- What you need to do
Reproduce verbatim the stretch of the listing below, from the line containing "Return the polygon of every instance of the white" through the end of the listing.

- Outline annotation listing
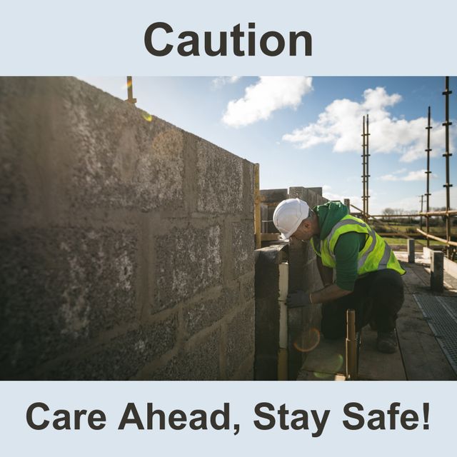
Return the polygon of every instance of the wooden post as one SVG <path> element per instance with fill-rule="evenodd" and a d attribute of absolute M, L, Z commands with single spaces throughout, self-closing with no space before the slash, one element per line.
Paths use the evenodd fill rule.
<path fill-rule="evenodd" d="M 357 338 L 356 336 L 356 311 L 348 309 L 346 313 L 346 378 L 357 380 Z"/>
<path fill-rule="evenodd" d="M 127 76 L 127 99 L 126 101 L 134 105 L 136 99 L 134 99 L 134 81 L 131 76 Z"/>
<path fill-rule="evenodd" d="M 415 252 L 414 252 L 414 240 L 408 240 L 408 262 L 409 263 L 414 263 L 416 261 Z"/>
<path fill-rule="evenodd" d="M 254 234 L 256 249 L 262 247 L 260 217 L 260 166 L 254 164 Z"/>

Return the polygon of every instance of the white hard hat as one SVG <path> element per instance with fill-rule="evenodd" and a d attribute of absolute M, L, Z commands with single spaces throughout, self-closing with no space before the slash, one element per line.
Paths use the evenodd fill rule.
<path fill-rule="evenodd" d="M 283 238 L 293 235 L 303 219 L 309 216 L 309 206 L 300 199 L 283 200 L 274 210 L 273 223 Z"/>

- Exercise answer
Return the polygon of every instance of the white hard hat as one SVG <path> element per instance with fill-rule="evenodd" and a d attribute of absolute M, L, Z commands with single spaces throughout, self-closing with no space before the slash, one element per line.
Paths use the evenodd fill rule.
<path fill-rule="evenodd" d="M 283 238 L 293 235 L 303 219 L 309 216 L 309 206 L 300 199 L 283 200 L 274 210 L 273 223 Z"/>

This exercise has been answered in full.